## start
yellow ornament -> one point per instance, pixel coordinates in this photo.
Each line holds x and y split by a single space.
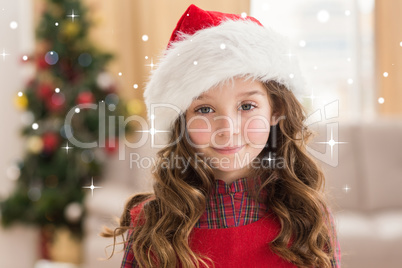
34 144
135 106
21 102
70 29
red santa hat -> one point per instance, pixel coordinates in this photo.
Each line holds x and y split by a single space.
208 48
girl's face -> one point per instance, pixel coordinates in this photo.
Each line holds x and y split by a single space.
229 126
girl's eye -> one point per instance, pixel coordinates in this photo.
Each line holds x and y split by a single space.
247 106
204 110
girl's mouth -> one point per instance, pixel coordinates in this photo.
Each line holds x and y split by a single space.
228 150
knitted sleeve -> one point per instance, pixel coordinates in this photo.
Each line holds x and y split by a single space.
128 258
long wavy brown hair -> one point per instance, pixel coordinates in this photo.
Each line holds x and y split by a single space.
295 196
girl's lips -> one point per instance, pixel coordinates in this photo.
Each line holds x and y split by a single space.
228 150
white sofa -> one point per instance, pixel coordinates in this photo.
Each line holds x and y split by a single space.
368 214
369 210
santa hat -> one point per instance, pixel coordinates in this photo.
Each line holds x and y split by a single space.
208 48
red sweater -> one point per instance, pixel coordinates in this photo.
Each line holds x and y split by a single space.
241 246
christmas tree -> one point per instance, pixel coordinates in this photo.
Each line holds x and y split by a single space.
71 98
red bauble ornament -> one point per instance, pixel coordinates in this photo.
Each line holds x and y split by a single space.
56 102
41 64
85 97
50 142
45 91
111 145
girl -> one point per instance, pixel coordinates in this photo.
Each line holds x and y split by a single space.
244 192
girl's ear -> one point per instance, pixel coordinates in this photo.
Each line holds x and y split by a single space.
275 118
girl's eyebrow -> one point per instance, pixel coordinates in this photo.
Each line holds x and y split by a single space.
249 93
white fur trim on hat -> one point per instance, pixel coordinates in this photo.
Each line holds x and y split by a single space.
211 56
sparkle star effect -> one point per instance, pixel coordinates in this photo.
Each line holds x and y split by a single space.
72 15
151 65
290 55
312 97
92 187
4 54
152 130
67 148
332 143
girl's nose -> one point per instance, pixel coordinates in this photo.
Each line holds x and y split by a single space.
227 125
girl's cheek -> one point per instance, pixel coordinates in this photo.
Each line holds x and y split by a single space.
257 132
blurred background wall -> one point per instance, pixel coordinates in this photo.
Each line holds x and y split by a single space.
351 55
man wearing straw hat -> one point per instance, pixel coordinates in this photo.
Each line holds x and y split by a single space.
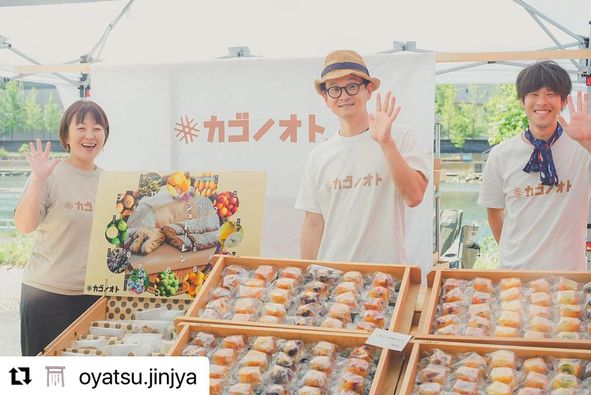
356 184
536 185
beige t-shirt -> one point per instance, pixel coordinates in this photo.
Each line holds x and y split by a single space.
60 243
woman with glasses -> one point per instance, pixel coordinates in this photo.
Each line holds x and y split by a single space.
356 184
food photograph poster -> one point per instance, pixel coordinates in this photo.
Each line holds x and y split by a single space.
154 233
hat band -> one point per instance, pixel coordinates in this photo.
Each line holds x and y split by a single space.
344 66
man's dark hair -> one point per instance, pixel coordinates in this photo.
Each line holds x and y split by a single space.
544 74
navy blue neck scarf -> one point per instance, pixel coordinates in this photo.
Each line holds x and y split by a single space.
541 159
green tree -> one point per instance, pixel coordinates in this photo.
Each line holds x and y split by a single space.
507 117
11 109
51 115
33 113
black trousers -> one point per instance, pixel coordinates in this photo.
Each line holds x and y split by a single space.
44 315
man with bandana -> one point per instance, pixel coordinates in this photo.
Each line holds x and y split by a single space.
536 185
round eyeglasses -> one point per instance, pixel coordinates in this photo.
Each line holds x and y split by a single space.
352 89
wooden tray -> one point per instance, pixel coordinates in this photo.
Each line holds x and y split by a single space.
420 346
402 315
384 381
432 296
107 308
## end
Please copy out every line of the listing above word for word, without the pictures.

Output for this task.
yellow ornament -> one point per instance, pixel coordinates in this photo.
Each line holds x and y split by a single space.
34 144
135 106
21 102
70 29
red santa hat -> one point per instance, pixel coordinates in this photo.
Each line holds x and y split by a single space.
208 48
girl's face -> one point per instance, pixel coordinates in this photo.
Each line holds x and y split by a single space.
229 126
girl's eye -> one point per instance, pixel coordinates in this photo.
Each line holds x and y split by a single space.
247 106
204 110
girl's mouth -> one point per instance, pixel coordinates in this photo.
Each line holds x and y split by a single space.
228 150
knitted sleeve -> one point per instance, pixel coordinates in this photo.
Each line holds x and y split by a single space.
128 258
long wavy brown hair -> one point per instance, pixel coordinates in this photo.
Each line holds x and y split by a single space.
295 196
girl's lips -> one point per instance, pixel coordinates in this photo.
Each line holds x and y split by a single space.
228 150
white sofa -> one point per instance, pixel coordinates in this photo.
Each line holds x and y split by a single space.
368 214
369 210
santa hat -> one point per instance, pixel coordinates in this photo.
Each line holds x and y split by a single space.
208 48
red sweater -> one point per instance, pixel coordinates in this photo.
Each line holds x and y split by a single space.
241 246
christmas tree -> one point per instance, pixel coordinates in this photo.
Each line holds x and y split by a single space.
71 98
red bauble ornament -> one point per instance, pixel coordinates in this photo.
Each line holds x and y split by a single space.
56 102
41 64
85 97
50 142
45 91
111 145
girl -> one point per instance, pixel coordinates in this photo.
Each line holds x and y split by a single space.
244 192
girl's ear -> one point per instance, pixel coordinates in this photo.
Each line holds x and y split by a single space.
275 118
girl's eyebrow -> one point per instance, pixel coordinates in this photo.
Each line holds x and y split by a single space.
249 93
white fur trim on hat -> one point per instance, pixel coordinates in this photo.
Each line holds x and y split by a single space.
211 56
sparkle star effect -> one point per instance, pixel coordinates in this photo.
Each line holds x and y split by a single space.
72 15
151 65
290 55
312 97
92 187
4 54
152 130
67 148
332 143
girl's nose -> one point per instance, pixel coordinates in this photo.
Each line holds x and y split by a single space.
227 125
girl's cheek -> one point per instance, pixel coordinates in this photo.
Each line holds x and y split by a single space.
257 132
blurred background wall -> one point per instance, pixel coordinates in this photo.
Each line holds x and y split by a single space.
351 55
man wearing straw hat -> one point per instance, pixel coordinates in this photo.
Each line holds x and y split by a single space.
356 184
536 185
beige t-shirt -> one point per instance, pixel coordinates in this photo.
Each line holds x and y split by a single space.
60 243
woman with glasses -> one point per instance, pixel coordinates in this photo.
Each line holds x and y split by a single space.
356 184
food photograph poster -> one point per instance, pixel coordinates in this photo.
Each line holds x and y split by a single space.
154 233
hat band -> one point per instance, pixel coordinates in this photo.
Each line holds x and y split by a single space.
344 66
man's dark hair -> one point per instance, pixel coordinates in this photo.
Each line holds x and y split by a single space.
544 74
navy blue neck scarf -> one point per instance, pixel coordinates in this photo.
Each line holds x and y split by a single space.
541 159
green tree -> one point per instance, pixel coordinates in this photo.
Each line holds x and y split by a single space.
507 117
11 109
51 115
33 113
black trousers -> one point per instance, pixel coordinates in this photo.
Each line holds x and y split by a single space.
44 315
man with bandana -> one point per instance, pixel coordinates in this photo.
Each line holds x and y split by a single space.
536 185
round eyeglasses -> one point per instance, pixel coordinates in this photo.
Each line holds x and y split by a single space.
352 89
wooden tray -> one point per instance, pixel coordinates in this photo.
Each line holds x and y split by a single space.
420 346
402 315
384 381
432 296
107 308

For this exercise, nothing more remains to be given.